• _WORK ORDER_: From the material below, pull each line containing the string "lamp".

• _ENTRIES PROVIDED_:
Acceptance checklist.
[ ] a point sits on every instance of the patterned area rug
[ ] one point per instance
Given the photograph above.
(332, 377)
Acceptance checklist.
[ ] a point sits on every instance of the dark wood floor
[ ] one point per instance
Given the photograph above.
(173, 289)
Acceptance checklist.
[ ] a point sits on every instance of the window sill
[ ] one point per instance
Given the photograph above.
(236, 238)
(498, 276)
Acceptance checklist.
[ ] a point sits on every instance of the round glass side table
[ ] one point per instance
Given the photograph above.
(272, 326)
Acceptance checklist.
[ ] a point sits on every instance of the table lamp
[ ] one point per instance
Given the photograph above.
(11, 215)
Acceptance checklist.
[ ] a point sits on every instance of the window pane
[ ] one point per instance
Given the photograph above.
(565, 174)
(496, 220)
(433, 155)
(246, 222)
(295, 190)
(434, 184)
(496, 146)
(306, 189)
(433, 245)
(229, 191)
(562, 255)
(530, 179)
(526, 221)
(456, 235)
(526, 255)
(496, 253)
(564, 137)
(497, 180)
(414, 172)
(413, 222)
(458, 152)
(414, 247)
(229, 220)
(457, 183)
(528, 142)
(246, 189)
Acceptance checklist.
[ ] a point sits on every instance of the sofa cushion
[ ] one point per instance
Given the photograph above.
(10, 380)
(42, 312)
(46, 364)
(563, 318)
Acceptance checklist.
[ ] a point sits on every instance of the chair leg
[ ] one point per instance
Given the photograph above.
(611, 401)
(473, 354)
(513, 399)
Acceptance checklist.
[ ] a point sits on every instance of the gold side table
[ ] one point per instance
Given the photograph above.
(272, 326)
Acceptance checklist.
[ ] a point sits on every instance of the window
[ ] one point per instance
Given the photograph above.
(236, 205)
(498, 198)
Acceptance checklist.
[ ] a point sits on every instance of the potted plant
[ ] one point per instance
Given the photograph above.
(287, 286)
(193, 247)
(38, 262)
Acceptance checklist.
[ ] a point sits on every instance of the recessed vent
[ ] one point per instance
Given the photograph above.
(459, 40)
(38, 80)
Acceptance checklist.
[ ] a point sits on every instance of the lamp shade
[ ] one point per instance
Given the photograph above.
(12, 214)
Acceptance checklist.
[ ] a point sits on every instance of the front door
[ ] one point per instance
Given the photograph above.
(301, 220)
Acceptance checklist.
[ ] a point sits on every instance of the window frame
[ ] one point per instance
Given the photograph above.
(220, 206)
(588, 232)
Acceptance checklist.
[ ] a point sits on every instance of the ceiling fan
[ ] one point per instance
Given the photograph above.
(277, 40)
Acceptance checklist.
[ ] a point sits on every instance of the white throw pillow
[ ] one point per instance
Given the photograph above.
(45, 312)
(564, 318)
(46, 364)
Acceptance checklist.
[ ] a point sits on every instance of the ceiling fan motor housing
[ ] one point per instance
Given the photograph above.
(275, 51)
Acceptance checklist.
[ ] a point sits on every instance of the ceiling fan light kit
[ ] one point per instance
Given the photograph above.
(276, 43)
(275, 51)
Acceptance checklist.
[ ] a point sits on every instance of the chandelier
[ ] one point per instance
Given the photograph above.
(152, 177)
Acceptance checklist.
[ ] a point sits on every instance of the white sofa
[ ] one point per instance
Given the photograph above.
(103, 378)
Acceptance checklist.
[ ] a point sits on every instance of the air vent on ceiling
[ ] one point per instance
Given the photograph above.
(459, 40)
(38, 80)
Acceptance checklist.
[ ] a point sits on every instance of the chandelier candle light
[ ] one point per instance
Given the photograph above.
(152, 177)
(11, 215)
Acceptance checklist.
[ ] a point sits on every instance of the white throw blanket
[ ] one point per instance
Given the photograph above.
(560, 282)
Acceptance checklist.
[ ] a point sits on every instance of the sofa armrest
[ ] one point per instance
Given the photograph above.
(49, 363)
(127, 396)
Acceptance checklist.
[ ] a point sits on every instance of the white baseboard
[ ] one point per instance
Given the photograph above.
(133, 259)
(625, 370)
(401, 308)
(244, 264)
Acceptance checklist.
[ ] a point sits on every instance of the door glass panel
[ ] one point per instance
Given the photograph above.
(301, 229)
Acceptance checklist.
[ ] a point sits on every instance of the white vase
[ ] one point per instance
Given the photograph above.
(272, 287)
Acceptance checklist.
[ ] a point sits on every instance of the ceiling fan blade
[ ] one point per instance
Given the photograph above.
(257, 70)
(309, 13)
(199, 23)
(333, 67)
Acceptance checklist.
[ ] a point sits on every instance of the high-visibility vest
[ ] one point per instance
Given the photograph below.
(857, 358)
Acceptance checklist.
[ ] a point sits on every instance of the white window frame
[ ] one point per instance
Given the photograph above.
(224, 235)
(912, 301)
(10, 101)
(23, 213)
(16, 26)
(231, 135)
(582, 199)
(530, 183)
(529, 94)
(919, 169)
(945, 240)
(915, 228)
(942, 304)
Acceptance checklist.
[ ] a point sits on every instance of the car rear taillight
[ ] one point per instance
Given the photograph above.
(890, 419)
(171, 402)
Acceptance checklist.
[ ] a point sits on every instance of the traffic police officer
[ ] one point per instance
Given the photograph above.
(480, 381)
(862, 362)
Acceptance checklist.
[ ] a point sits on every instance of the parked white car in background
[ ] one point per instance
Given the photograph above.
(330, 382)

• _ANSWER TO THIS PROBLEM_:
[ ] a point sits on every instance of the table lamp
[ ] a point sits on every instance of the lamp shade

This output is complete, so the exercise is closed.